> [TESTO SCELTO]
Il consulente, scrive Schwed, "non è un bugiardo né un nostro amico. Lo posso spiegare perché non sono andato a pranzo solo con economisti, ma qualche volta anche con psichiatri. Sembra che abbia l'incresciosa tendenza a credere sia vero quello che in realtà è solo una sua speranza. In questo caso allora, l'assunto che il futuro finanziario è imprevedibile è semplicemente troppo spiacevole perché abbia spazio nella coscienza del popolo di Wall Street (...) E' chiedere troppo ai quei romantici e sognatori dei wall streeter, che non avrebbero altrimenti mai scelto questa attività. Loro continuano a sognare di conquiste, di trofei, di potere, per loro e per le persone cui danno consigli".
C'è da dire che da allora (quante volte ho scritto in questi anni che le cose non cambiano mai?) i clienti hanno mantenuto, continua Schwed, "una sfortunata abitudine: fare domande sul futuro. Ora, se voi fate a qualcuno l'onore di chiedergli qualcosa di difficile potete star sicuri che otterrete una risposta dettagliata. Raramente sarà invece la più difficile delle risposte: non lo so".
In una vecchia storiella d'altri tempi un medico replicando a un amico che gli faceva notare l'incompetenza di un altro dottore, rispondeva "non ti preoccupare, non sa abbastanza di medicina per poter far del male a un paziente".
Non so se la stessa cosa la si possa dire oggi di un consulente finanziario che tale si improvviserà.
La settimana scorsa ho criticato un po' la professione nascente dei consulenti finanziari che si dicono indipendenti e che vendono prodotti a basso costo solo per farsi pagare a loro la parcella, semplicemente quindi trasferendo un costo da un soggetto ad un altro.

> [ESERCIZI PROPOSTI]
[1] Riporta dal testo sui consulenti finanziari la parte che si apre con le parole contenenti "La settimana scorsa" e si chiude con "ad un altro.".
[2] Nel testo sui consulenti finanziari, quale "sfortunata abitudine" hanno mantenuto i clienti secondo Schwed?

> [DATI FORNITI]
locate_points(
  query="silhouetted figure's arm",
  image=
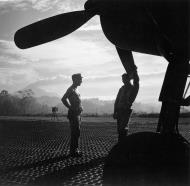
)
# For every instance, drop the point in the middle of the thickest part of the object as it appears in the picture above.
(186, 101)
(116, 105)
(135, 90)
(65, 100)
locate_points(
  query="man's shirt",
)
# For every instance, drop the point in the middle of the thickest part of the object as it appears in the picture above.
(73, 96)
(126, 96)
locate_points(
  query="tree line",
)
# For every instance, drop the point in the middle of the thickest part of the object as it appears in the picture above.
(21, 103)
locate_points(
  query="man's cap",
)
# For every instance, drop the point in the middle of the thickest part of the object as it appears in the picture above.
(77, 76)
(125, 75)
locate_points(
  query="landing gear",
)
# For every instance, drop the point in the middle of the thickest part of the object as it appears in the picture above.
(171, 96)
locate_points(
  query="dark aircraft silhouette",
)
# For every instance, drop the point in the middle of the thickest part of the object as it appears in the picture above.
(156, 27)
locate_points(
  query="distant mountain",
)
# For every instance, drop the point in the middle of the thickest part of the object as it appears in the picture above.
(38, 92)
(95, 105)
(47, 100)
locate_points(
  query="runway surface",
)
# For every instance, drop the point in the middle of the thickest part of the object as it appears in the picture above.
(34, 152)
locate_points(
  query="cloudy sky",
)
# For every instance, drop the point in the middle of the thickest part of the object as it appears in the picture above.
(47, 68)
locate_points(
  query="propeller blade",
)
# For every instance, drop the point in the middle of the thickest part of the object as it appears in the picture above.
(51, 28)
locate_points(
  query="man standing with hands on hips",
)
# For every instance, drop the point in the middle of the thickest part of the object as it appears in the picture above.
(72, 101)
(124, 100)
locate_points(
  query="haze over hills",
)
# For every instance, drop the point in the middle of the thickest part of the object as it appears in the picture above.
(97, 106)
(92, 105)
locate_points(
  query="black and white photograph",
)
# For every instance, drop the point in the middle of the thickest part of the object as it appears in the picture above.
(94, 92)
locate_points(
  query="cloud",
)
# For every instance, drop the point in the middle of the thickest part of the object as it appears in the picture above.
(42, 5)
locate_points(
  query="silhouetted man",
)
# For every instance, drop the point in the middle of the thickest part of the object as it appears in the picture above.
(54, 113)
(124, 100)
(72, 101)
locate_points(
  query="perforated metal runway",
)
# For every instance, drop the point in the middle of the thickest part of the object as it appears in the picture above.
(35, 152)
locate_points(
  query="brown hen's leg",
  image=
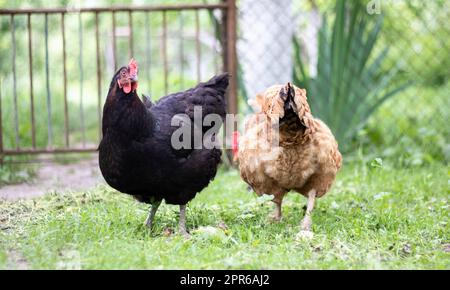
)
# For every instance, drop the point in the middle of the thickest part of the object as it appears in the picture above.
(182, 222)
(305, 228)
(151, 215)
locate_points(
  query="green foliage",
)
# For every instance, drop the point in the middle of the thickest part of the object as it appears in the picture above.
(411, 130)
(350, 84)
(373, 218)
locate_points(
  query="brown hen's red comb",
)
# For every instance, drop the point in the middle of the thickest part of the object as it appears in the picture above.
(132, 66)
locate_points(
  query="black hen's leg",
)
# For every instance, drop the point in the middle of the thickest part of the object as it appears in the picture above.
(151, 215)
(182, 222)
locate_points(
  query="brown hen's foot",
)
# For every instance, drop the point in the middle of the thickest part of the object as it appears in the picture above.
(151, 216)
(182, 222)
(274, 217)
(277, 215)
(306, 223)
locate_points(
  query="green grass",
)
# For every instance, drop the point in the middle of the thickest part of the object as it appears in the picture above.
(373, 218)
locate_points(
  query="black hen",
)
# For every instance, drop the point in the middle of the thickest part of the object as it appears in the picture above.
(136, 155)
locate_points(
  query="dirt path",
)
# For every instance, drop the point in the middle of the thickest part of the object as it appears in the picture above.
(56, 177)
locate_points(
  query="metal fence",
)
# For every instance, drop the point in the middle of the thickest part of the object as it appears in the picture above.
(407, 49)
(58, 110)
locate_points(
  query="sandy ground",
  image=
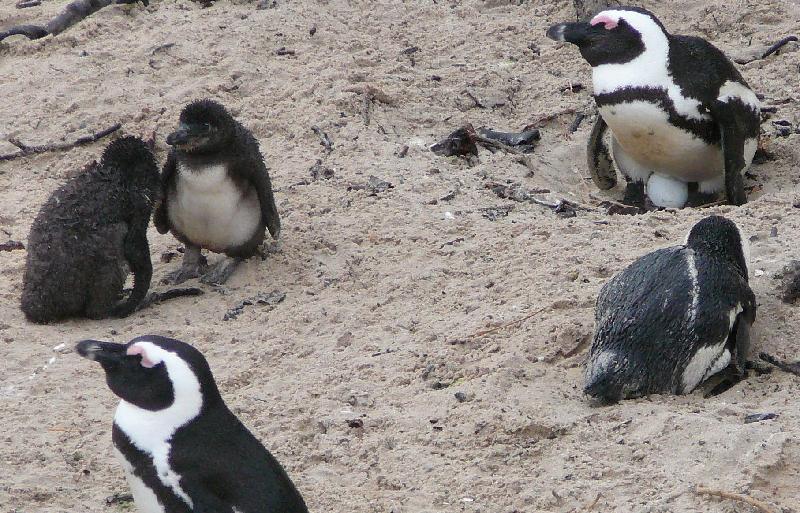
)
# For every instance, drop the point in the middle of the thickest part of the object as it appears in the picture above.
(384, 291)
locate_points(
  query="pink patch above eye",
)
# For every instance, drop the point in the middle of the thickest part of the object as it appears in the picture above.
(146, 362)
(605, 20)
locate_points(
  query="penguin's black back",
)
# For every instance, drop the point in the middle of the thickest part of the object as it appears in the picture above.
(234, 464)
(648, 319)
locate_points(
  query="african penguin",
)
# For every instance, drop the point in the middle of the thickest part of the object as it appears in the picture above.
(679, 112)
(674, 317)
(217, 191)
(181, 447)
(89, 234)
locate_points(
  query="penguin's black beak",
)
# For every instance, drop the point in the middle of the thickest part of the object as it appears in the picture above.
(101, 352)
(575, 33)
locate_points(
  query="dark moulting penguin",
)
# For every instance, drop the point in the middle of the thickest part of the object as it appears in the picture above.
(675, 317)
(217, 191)
(182, 449)
(89, 234)
(680, 113)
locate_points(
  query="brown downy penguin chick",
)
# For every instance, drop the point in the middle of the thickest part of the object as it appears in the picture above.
(217, 191)
(88, 234)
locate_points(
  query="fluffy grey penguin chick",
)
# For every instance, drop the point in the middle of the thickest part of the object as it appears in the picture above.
(684, 123)
(89, 234)
(217, 191)
(675, 317)
(182, 449)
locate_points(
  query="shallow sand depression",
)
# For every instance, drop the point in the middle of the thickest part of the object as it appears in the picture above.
(385, 290)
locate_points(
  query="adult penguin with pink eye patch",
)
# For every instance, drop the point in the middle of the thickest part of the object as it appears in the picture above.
(684, 123)
(182, 449)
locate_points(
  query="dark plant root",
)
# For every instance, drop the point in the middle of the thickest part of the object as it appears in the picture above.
(72, 14)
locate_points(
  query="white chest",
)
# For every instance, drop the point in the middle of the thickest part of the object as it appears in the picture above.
(211, 210)
(647, 138)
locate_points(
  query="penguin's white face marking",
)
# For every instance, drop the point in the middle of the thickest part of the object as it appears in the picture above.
(645, 143)
(145, 499)
(649, 69)
(665, 191)
(210, 210)
(151, 431)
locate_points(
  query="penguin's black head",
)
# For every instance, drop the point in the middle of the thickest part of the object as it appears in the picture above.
(154, 372)
(205, 127)
(131, 157)
(614, 36)
(721, 237)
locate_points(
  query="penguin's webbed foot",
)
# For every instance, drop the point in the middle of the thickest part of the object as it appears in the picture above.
(193, 266)
(221, 272)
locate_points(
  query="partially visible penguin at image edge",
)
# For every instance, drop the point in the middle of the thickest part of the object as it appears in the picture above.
(182, 449)
(217, 192)
(684, 123)
(675, 317)
(89, 234)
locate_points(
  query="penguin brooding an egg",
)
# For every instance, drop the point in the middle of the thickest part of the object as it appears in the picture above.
(217, 191)
(674, 318)
(680, 113)
(182, 449)
(89, 234)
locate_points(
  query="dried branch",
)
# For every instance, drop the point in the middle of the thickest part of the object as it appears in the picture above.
(26, 150)
(72, 14)
(701, 490)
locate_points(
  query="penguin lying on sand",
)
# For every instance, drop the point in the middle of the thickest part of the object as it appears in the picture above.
(217, 191)
(679, 111)
(674, 317)
(88, 234)
(182, 449)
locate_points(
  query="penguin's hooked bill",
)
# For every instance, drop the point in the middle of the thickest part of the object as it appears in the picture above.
(575, 33)
(102, 352)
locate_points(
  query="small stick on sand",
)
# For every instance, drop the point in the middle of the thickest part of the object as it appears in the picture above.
(777, 46)
(26, 150)
(760, 506)
(72, 14)
(324, 140)
(483, 333)
(791, 368)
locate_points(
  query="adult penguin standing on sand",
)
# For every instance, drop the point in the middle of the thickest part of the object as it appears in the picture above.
(217, 192)
(684, 122)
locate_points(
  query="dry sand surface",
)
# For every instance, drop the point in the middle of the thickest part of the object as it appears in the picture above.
(384, 291)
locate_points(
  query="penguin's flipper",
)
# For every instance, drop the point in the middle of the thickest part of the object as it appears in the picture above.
(137, 253)
(601, 167)
(269, 211)
(160, 217)
(732, 117)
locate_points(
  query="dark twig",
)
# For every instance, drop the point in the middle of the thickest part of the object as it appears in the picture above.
(324, 140)
(12, 245)
(159, 297)
(777, 46)
(791, 368)
(24, 4)
(72, 14)
(26, 150)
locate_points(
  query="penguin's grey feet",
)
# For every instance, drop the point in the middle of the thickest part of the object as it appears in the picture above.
(220, 273)
(723, 381)
(699, 199)
(635, 195)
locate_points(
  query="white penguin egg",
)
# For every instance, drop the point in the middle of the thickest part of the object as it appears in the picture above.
(667, 192)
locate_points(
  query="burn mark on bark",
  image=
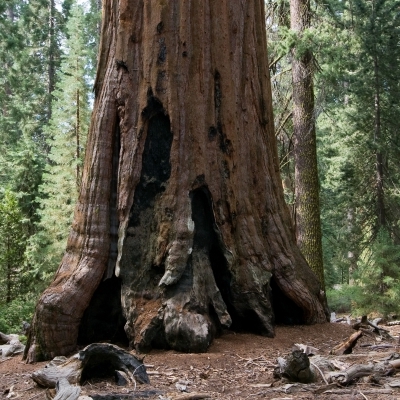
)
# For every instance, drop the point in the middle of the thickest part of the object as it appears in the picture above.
(207, 241)
(137, 268)
(286, 311)
(156, 166)
(160, 27)
(103, 319)
(162, 52)
(225, 144)
(114, 222)
(121, 64)
(212, 133)
(199, 181)
(160, 85)
(264, 226)
(225, 168)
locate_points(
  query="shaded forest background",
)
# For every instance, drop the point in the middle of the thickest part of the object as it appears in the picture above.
(48, 52)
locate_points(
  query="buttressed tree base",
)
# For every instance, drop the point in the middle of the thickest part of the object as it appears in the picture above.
(181, 228)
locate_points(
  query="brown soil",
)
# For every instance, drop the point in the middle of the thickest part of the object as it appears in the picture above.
(237, 366)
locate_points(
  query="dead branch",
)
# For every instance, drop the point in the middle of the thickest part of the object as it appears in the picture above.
(87, 364)
(347, 346)
(65, 391)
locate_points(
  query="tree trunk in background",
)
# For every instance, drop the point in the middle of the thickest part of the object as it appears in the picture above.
(308, 224)
(181, 203)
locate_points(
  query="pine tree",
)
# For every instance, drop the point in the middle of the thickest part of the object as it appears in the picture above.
(66, 134)
(13, 235)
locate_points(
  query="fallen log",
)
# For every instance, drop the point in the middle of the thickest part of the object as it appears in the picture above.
(139, 394)
(347, 346)
(393, 323)
(65, 391)
(96, 360)
(360, 370)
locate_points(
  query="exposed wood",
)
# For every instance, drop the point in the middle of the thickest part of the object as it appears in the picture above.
(97, 359)
(347, 346)
(295, 367)
(48, 376)
(393, 323)
(65, 391)
(360, 370)
(181, 196)
(10, 345)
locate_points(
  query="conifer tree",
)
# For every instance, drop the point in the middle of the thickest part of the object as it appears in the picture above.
(66, 134)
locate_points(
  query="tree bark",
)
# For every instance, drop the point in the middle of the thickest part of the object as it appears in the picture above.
(308, 223)
(182, 163)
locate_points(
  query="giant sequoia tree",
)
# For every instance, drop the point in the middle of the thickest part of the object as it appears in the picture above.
(181, 226)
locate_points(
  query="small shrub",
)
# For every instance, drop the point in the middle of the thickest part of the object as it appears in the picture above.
(340, 300)
(12, 314)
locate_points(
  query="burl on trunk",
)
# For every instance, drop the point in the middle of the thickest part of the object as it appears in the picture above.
(181, 226)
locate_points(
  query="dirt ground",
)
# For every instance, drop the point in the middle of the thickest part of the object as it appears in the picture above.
(237, 366)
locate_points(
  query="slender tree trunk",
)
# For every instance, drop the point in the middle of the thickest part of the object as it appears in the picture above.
(380, 196)
(77, 137)
(182, 162)
(308, 224)
(51, 54)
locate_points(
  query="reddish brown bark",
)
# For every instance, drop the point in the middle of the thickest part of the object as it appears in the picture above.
(182, 162)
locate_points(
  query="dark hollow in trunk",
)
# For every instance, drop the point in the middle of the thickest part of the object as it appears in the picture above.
(103, 320)
(181, 196)
(286, 311)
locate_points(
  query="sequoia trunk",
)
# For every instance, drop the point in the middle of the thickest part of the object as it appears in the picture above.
(181, 203)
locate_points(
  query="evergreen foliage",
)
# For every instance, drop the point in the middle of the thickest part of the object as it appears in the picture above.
(66, 138)
(13, 236)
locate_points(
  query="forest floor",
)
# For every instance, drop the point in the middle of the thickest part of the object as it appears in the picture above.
(236, 366)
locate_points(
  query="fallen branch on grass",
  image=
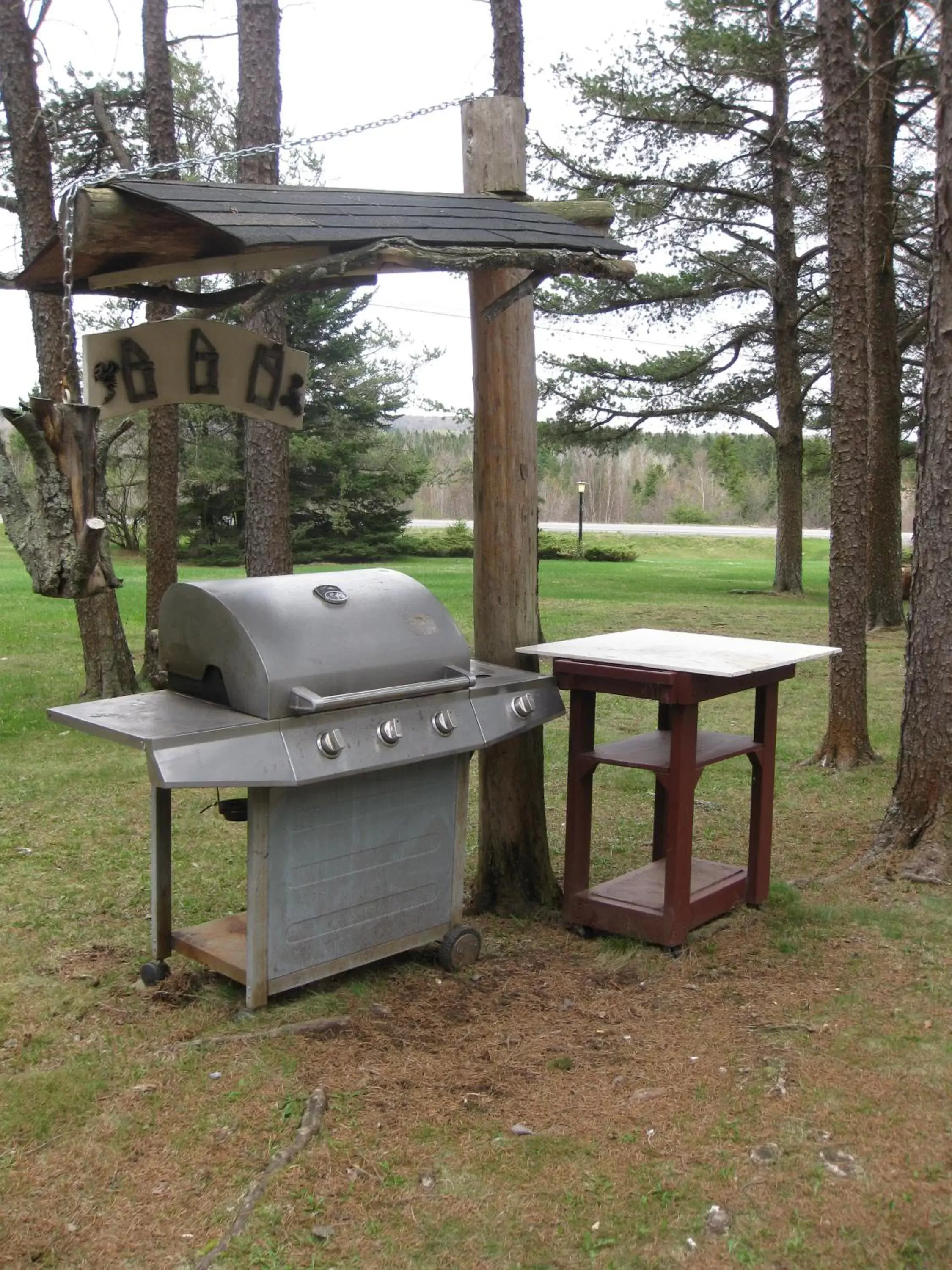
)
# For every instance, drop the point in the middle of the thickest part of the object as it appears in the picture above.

> [SOLUZIONI]
[1]
La settimana scorsa ho criticato un po' la professione nascente dei consulenti finanziari che si dicono indipendenti e che vendono prodotti a basso costo solo per farsi pagare a loro la parcella, semplicemente quindi trasferendo un costo da un soggetto ad un altro.

[2] Fare domande sul futuro.